## WORK REQUEST
Your task is to transcribe the data in full.

╭─ MATERIAL TO PROCESS

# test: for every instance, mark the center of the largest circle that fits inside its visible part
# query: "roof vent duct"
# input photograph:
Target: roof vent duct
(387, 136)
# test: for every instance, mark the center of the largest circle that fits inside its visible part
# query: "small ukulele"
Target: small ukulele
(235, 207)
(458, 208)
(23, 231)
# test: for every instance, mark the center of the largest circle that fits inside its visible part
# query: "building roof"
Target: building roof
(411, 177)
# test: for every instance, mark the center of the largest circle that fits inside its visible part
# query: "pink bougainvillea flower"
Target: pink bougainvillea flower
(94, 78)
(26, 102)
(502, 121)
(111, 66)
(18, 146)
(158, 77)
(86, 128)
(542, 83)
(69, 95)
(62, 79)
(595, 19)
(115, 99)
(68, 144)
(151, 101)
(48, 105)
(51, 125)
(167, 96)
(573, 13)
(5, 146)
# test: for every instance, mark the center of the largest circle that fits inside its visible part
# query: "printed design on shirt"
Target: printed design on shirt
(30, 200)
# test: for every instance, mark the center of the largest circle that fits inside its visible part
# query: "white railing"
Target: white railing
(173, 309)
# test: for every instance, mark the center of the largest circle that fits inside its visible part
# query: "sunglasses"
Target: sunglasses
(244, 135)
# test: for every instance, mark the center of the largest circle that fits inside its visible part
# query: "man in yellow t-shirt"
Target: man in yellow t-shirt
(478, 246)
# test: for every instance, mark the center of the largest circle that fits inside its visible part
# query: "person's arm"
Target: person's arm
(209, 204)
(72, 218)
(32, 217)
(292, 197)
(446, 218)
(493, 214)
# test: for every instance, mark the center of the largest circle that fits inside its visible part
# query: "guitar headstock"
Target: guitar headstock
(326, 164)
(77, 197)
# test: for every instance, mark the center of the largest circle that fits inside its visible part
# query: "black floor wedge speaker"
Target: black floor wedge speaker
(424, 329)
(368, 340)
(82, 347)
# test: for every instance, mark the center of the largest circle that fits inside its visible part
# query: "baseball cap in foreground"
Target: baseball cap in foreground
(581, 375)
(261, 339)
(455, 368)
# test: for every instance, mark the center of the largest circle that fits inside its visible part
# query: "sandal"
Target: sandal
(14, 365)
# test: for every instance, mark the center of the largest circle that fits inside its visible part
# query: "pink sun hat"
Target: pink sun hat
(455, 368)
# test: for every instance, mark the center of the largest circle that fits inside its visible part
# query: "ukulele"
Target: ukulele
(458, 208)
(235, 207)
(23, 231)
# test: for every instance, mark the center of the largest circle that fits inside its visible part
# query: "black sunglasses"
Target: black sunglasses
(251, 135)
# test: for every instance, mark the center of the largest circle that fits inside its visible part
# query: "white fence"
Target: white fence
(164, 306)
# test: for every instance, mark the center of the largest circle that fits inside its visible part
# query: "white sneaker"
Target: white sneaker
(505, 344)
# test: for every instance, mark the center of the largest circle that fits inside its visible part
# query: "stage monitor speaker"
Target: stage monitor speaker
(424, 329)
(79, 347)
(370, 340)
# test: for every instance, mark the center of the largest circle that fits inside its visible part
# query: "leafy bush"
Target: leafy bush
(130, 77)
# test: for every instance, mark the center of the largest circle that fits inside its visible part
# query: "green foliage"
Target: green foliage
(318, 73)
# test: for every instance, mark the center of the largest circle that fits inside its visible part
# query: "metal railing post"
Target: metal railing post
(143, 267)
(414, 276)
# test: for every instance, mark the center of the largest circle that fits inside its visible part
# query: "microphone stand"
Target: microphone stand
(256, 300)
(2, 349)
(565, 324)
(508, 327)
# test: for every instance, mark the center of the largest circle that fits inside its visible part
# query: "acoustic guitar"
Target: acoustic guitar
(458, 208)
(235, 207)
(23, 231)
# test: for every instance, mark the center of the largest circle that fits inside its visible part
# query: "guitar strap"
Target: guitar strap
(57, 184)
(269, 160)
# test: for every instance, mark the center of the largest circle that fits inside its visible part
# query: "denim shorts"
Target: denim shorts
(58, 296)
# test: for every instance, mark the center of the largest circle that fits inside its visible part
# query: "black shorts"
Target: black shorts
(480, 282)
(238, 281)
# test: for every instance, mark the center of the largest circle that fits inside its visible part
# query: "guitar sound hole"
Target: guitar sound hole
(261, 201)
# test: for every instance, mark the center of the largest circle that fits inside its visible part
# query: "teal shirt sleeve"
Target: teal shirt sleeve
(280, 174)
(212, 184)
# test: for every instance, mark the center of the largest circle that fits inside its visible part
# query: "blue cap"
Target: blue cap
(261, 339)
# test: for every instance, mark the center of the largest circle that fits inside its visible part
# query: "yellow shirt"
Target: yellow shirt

╰─

## WRITTEN RESPONSE
# test: for every instance, mark the center of the largest circle that fits inside its visible part
# query: "roof vent duct"
# input photograph:
Target: roof vent duct
(387, 136)
# test: for every instance, mark the center of the largest circle that fits inside its visible part
# query: "small ukulele"
Target: small ukulele
(235, 207)
(458, 208)
(23, 231)
# test: for every instance, mark the center of the largest circle that fits inside its visible part
# query: "building roof"
Target: building roof
(411, 177)
# test: for every instance, mark the center of the largest circle that fits inside its visible part
# query: "pink bougainvillea flower"
Target: pink bougainvillea flower
(94, 78)
(26, 102)
(502, 121)
(111, 66)
(18, 146)
(158, 77)
(86, 128)
(542, 83)
(69, 95)
(62, 79)
(595, 19)
(115, 99)
(68, 144)
(151, 101)
(48, 105)
(51, 125)
(167, 96)
(573, 13)
(5, 146)
# test: for every instance, mark the center of the largest circle that fits inside its visible part
# query: "printed design on shirt"
Target: printed design on shirt
(30, 200)
# test: for every instance, mark the center of the largest circle that fits inside its visible part
# query: "white railing"
Target: white railing
(173, 309)
# test: for every instance, mark the center of the largest circle that fits inside its visible part
# query: "sunglasses"
Target: sunglasses
(244, 135)
# test: for every instance, mark the center of the largest circle that fits inside its visible part
# query: "man in yellow t-shirt"
Target: man in yellow t-shirt
(478, 246)
# test: for every instance, mark the center of the largest circle that fits inside its visible part
# query: "person's arm"
Target: person's arm
(209, 204)
(72, 218)
(32, 217)
(292, 197)
(446, 218)
(493, 214)
# test: for every instance, mark the center of the largest circle that fits inside its visible part
# query: "guitar headstock"
Target: guitar headstock
(326, 164)
(77, 197)
# test: for every instance, mark the center of the largest circle that fits inside its visible part
# query: "black floor wedge speaker"
Target: black floor wedge speaker
(424, 329)
(368, 340)
(82, 347)
# test: for every instance, mark the center of the largest circle that fits inside its visible part
# query: "baseball cap in foreground"
Target: baseball cap in foreground
(581, 375)
(261, 339)
(455, 368)
# test: for every instance, mark the center of the largest circle that fits inside its visible part
# query: "sandal"
Target: sandal
(14, 365)
# test: for every instance, mark the center of the largest circle that fits inside its visible part
# query: "pink sun hat"
Target: pink sun hat
(455, 368)
# test: for every instance, mark the center of the largest circle that fits inside its visible part
# query: "ukulele"
Target: ukulele
(458, 208)
(235, 207)
(23, 231)
# test: for every instance, mark the center of the largest circle that fits inside its visible part
# query: "black sunglasses"
Target: black sunglasses
(251, 135)
# test: for every instance, mark the center of the largest circle that fits inside its visible part
# query: "white fence"
Target: white fence
(164, 306)
# test: for every instance, mark the center of the largest circle that fits inside its visible part
# query: "white sneaker"
Target: white sneaker
(505, 344)
# test: for every instance, mark the center of the largest circle that fits inside its visible part
# query: "stage monitor speaker"
Target: stage monitor speaker
(424, 329)
(79, 347)
(370, 340)
# test: for every instance, mark the center of the largest circle that fits inside its visible part
# query: "leafy bush"
Target: leafy bush
(130, 77)
# test: for every instance, mark the center of the largest circle that fits inside its visible part
# query: "green foliage"
Target: green foliage
(318, 73)
# test: for every instance, mark the center of the largest circle that fits inside its visible part
# query: "metal railing post"
Target: metal railing post
(143, 267)
(414, 276)
# test: for every instance, mark the center of the largest circle that fits inside its visible part
# query: "microphone stand"
Target: microphone stand
(256, 300)
(2, 349)
(565, 324)
(508, 327)
# test: for every instance, mark the center of the largest circle that fits inside its visible part
# query: "acoustic guitar"
Target: acoustic guitar
(458, 208)
(235, 207)
(23, 231)
# test: for every instance, mark the center of the largest circle that fits inside its visible part
# query: "guitar strap"
Target: guitar strap
(57, 184)
(269, 160)
# test: for every instance, mark the center of the largest circle that fits inside its visible part
# query: "denim shorts"
Target: denim shorts
(58, 296)
# test: for every instance, mark the center of the largest circle that fits inside its visible part
# query: "black shorts"
Target: black shorts
(480, 282)
(238, 281)
# test: for every instance, mark the center of the largest circle that fits inside its visible part
# query: "guitar sound hole"
Target: guitar sound hole
(261, 201)
# test: for every instance, mark the center of the largest circle that fits inside its visible part
# query: "teal shirt sleeve"
Target: teal shirt sleeve
(280, 174)
(212, 184)
# test: for every instance, mark the center of the largest circle that fits inside its visible part
# query: "blue cap"
Target: blue cap
(261, 339)
# test: for every instance, mark the center of the largest circle that fits inside its visible part
# query: "yellow shirt"
Target: yellow shirt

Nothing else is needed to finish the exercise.